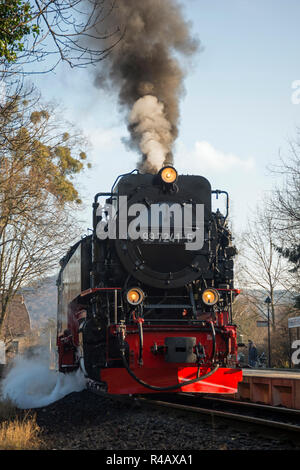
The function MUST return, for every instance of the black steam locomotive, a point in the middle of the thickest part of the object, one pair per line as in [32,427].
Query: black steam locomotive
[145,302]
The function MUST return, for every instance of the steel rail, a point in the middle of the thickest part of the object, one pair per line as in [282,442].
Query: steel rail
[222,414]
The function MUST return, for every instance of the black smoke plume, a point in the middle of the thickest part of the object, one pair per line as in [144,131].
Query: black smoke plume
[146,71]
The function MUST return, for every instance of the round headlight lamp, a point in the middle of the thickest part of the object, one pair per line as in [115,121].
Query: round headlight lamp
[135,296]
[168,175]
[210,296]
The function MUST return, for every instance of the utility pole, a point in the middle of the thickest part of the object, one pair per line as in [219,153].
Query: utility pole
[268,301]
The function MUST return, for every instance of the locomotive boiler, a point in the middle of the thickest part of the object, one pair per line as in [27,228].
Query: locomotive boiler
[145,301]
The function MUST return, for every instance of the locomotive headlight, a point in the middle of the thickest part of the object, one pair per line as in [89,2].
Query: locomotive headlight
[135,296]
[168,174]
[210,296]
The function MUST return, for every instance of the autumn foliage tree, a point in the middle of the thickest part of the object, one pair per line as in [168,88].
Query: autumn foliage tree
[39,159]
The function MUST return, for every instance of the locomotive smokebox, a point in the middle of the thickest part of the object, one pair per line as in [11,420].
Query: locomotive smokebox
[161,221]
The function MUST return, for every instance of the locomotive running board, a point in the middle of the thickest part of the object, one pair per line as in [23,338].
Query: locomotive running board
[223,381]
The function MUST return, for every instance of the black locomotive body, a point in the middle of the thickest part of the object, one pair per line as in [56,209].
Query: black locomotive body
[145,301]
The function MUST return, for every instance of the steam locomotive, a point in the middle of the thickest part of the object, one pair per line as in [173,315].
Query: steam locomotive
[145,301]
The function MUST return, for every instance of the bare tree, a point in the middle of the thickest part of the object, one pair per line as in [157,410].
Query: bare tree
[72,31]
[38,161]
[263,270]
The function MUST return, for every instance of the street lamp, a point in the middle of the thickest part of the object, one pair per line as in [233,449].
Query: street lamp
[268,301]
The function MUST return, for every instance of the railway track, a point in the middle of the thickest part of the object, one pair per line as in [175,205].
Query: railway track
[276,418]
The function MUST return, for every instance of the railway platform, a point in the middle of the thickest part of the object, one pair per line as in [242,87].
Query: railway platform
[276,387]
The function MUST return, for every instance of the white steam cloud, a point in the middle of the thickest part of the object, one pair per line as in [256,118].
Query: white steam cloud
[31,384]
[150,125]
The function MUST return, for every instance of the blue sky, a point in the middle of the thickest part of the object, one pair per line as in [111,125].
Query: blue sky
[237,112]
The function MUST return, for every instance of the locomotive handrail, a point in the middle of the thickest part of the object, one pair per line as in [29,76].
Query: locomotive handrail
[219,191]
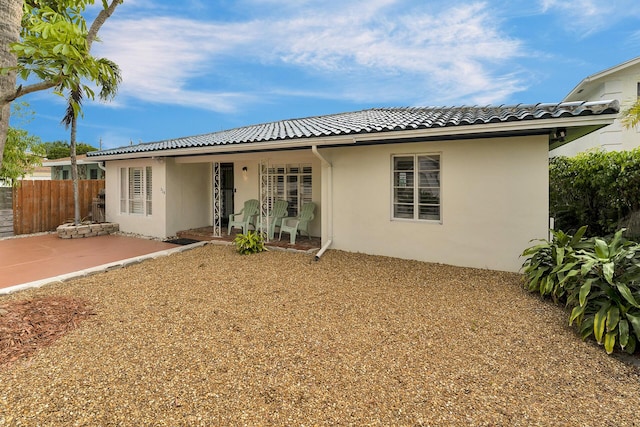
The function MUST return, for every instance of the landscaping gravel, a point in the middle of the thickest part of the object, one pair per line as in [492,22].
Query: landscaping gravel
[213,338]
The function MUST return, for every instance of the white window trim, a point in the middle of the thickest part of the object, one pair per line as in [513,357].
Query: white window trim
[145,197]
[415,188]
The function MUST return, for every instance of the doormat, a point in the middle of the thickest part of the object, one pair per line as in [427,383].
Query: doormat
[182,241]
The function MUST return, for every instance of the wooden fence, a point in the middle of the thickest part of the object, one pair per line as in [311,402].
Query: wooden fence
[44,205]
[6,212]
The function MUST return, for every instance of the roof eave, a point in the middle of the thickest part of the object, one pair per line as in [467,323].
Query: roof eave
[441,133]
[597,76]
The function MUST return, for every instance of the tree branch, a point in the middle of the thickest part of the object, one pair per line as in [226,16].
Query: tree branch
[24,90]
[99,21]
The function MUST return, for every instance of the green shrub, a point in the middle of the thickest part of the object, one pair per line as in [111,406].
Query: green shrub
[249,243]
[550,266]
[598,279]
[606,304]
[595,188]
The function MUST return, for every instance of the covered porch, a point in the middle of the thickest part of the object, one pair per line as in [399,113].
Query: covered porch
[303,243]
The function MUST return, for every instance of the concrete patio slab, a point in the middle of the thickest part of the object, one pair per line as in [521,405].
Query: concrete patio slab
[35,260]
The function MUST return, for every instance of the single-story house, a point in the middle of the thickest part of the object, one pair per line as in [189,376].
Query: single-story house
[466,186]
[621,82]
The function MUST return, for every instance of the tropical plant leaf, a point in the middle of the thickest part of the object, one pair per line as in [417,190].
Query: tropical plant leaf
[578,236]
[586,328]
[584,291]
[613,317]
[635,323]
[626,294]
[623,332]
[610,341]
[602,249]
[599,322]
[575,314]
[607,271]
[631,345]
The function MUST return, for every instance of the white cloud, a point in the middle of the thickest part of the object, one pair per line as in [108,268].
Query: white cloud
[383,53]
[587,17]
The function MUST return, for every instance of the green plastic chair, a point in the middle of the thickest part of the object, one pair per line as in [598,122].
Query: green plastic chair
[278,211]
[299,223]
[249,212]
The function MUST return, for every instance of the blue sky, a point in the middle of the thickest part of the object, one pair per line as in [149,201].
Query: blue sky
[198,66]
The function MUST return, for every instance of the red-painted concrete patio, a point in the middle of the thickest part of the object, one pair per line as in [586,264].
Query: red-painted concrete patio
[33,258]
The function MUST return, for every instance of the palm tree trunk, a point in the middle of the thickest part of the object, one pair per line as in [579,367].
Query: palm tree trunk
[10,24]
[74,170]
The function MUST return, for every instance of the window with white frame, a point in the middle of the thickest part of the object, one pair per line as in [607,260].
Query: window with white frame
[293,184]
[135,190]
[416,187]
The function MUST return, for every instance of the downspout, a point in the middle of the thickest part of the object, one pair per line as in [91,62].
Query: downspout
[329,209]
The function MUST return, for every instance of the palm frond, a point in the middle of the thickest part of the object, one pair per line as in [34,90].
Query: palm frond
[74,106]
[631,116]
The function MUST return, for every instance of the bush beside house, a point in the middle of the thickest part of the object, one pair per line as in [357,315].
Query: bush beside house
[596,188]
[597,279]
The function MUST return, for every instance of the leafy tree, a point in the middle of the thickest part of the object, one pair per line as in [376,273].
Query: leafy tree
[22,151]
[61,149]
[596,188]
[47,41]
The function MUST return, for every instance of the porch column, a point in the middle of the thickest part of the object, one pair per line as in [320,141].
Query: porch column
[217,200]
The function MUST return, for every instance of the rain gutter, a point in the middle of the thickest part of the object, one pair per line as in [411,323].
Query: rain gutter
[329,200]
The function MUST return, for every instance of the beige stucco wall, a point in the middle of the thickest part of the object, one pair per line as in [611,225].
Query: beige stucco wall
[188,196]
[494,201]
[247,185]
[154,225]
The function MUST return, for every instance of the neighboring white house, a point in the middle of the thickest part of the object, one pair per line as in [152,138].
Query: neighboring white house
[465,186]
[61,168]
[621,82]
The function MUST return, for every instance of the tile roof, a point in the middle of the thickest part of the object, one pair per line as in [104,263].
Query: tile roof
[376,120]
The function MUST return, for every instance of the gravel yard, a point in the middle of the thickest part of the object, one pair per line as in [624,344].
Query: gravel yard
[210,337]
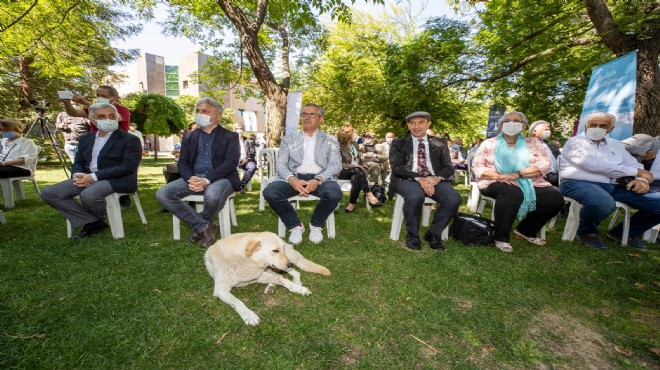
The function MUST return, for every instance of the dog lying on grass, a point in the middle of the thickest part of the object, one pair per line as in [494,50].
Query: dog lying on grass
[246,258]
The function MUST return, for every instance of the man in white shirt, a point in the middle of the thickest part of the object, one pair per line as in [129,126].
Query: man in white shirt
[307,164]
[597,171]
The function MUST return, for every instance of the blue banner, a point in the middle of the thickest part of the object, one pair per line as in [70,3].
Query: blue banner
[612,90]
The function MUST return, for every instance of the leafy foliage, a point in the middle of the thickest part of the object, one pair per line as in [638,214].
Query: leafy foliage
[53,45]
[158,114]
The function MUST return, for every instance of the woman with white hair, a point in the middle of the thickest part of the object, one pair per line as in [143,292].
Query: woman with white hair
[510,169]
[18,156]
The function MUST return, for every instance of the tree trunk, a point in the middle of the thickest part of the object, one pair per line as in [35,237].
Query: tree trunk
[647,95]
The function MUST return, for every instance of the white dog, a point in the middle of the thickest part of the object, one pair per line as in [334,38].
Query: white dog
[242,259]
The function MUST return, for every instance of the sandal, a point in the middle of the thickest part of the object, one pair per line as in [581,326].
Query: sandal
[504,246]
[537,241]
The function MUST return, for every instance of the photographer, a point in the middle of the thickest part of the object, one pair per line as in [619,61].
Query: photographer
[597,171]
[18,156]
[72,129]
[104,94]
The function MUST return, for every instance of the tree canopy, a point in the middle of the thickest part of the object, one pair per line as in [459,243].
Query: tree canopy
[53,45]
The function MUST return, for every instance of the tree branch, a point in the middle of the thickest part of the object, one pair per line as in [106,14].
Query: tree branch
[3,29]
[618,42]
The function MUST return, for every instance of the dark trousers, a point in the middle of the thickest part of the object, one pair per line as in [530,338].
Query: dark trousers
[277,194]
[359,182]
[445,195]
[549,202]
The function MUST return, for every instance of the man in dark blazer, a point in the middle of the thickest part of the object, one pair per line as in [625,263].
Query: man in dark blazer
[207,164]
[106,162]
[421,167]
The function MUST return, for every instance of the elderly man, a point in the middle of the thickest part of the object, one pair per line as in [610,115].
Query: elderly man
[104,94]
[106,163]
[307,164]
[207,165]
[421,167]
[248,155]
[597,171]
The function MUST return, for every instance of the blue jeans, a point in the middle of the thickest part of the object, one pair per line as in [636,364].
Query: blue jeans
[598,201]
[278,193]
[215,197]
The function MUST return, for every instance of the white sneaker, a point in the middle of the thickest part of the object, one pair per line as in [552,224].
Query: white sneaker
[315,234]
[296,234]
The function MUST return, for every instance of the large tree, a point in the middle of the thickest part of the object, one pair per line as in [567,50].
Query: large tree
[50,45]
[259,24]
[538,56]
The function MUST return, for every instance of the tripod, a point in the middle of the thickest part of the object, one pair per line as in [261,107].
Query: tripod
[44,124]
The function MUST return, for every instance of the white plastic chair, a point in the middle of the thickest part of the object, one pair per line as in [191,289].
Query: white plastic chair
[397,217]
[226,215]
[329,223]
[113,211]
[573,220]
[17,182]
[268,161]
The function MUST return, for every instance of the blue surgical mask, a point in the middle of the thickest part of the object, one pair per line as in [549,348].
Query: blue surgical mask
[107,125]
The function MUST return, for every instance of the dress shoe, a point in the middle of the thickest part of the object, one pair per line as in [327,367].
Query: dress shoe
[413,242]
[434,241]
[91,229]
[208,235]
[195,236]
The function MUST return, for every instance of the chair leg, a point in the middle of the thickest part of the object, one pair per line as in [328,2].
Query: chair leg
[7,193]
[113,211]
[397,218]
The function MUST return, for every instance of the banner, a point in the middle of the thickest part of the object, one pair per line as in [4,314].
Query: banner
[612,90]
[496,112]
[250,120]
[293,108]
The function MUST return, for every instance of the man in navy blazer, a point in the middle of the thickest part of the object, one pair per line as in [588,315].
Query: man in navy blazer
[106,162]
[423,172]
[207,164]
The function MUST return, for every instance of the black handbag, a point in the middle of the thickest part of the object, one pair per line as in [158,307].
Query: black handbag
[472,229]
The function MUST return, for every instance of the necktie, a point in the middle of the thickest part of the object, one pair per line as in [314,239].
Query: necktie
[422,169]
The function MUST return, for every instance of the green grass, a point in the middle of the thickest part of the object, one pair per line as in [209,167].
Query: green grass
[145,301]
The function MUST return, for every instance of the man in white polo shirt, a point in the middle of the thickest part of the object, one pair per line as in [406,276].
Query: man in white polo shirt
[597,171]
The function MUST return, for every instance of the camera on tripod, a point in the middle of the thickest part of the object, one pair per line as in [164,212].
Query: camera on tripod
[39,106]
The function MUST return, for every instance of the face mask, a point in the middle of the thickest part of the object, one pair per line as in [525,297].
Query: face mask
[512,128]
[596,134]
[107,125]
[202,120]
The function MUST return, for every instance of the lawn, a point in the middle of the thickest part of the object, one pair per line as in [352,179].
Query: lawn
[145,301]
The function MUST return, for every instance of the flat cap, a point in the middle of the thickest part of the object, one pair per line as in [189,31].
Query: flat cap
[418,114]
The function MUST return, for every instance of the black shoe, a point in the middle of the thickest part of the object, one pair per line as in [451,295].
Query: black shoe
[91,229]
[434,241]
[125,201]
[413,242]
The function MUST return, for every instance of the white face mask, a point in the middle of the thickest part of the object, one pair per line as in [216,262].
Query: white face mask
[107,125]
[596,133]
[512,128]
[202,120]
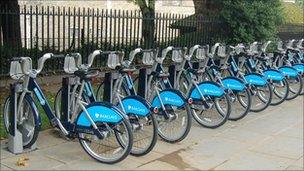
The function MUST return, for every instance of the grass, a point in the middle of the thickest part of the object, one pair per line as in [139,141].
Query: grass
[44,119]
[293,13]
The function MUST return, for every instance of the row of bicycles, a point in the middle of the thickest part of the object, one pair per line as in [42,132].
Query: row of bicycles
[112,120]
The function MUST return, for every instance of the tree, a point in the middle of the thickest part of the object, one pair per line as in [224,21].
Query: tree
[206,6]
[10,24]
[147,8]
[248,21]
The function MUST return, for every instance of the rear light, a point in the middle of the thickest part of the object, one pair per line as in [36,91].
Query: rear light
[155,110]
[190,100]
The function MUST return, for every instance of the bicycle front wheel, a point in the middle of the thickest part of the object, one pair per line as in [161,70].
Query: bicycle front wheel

◇ ◇ ◇ ◇

Reproduce, word for word, every line starting at the line that contains "The function MUST return, for every instance of the row" and ending with the final line of the entries.

The function MUST return, for every instance of the row of bicycles, a point in the middle of the thickest part of the object, one pair per line as in [42,132].
Query: row of bicycles
[112,120]
The function MUST return, for every instance of the tree, a point in the middle of the thickest part of the object, one pair per line as in [224,21].
Query: tree
[206,6]
[10,24]
[147,8]
[248,21]
The function MUST return, for every instance of the rear light, a point in the middle of the thickest part of the object, one pair per line as in [36,91].
Query: rear light
[155,110]
[190,100]
The function MUST return, for every instance of the bicycle front wheel, a point in the middle of the thickest part of the object, one pair per line as in [161,70].
Query: bicycle front wheel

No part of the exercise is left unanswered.